▸ **ACTION ITEM**: Word for word, return the entries listed below.

Stored dataset items
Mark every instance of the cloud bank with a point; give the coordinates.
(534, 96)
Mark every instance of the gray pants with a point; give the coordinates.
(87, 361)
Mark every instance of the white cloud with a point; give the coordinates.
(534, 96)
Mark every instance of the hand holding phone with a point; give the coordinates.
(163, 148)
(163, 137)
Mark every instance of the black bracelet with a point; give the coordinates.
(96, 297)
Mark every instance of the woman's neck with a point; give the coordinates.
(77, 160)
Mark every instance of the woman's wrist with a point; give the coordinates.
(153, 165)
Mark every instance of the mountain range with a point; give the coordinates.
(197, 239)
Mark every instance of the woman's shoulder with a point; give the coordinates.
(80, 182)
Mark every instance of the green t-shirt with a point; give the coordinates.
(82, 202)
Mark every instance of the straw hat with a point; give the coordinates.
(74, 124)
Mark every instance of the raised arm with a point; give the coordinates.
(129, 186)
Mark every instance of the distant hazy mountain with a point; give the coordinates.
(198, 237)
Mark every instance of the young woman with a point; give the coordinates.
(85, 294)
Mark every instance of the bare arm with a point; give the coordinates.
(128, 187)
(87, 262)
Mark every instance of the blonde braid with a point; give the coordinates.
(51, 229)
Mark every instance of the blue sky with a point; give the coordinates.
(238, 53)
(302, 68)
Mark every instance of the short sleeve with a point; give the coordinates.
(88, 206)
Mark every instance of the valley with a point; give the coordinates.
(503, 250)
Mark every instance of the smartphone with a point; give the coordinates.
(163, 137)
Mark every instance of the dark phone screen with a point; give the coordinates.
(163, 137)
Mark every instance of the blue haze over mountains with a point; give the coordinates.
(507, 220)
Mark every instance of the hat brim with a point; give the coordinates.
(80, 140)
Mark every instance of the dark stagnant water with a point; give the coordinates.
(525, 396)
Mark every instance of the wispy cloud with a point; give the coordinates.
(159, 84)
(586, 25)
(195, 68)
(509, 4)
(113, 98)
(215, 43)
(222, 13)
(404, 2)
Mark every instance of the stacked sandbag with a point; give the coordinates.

▸ **SOLUTION FOR THIS TASK**:
Mark every instance of the cloud bank with a point; give the coordinates.
(534, 96)
Mark every instance of the gray pants with a point; give the coordinates.
(87, 361)
Mark every instance of the white cloud with a point; give the coordinates.
(534, 96)
Mark every instance of the hand holding phone with a point; give the coordinates.
(163, 148)
(163, 137)
Mark every instance of the black bracelet with a point; give the coordinates.
(96, 297)
Mark every instance of the woman's neck with a point; give the coordinates.
(77, 160)
Mark every instance of the woman's wrist with a point; give the coordinates.
(153, 165)
Mark every instance of the mountain range with a point; give the coordinates.
(197, 239)
Mark every instance of the woman's shoulder with a point; give the coordinates.
(80, 182)
Mark every instance of the green t-shirt with a point; give the coordinates.
(82, 202)
Mark every instance of the straw hat with a point; give the coordinates.
(74, 124)
Mark every instance of the raised arm with a point; give the coordinates.
(129, 186)
Mark every instance of the distant hazy mountain with a point; give the coordinates.
(198, 237)
Mark every instance of the young woman with a point; give the coordinates.
(85, 294)
Mark every instance of the bare arm with a point; give the coordinates.
(128, 187)
(87, 262)
Mark every instance of the blonde braid with a point; give the coordinates.
(51, 229)
Mark every instance of the blue sky with a point; give the coordinates.
(238, 53)
(302, 68)
Mark every instance of the short sleeve with a point; give the coordinates.
(88, 206)
Mark every instance of the valley with a point; give the coordinates.
(503, 250)
Mark every instance of the smartphone with a point; give the coordinates.
(163, 137)
Mark every instance of the dark phone screen with a point; give the coordinates.
(163, 137)
Mark every instance of the blue haze over mountains with a point; give the coordinates.
(507, 220)
Mark every instance of the hat brim with a point; give the coordinates.
(80, 140)
Mark every instance of the dark stagnant water with a point; give the coordinates.
(525, 396)
Mark every instance of the wispy cloud with a point; give the coordinates.
(159, 84)
(586, 25)
(195, 68)
(509, 4)
(113, 98)
(215, 43)
(222, 13)
(404, 2)
Mark every instance of the stacked sandbag with a point; give the coordinates.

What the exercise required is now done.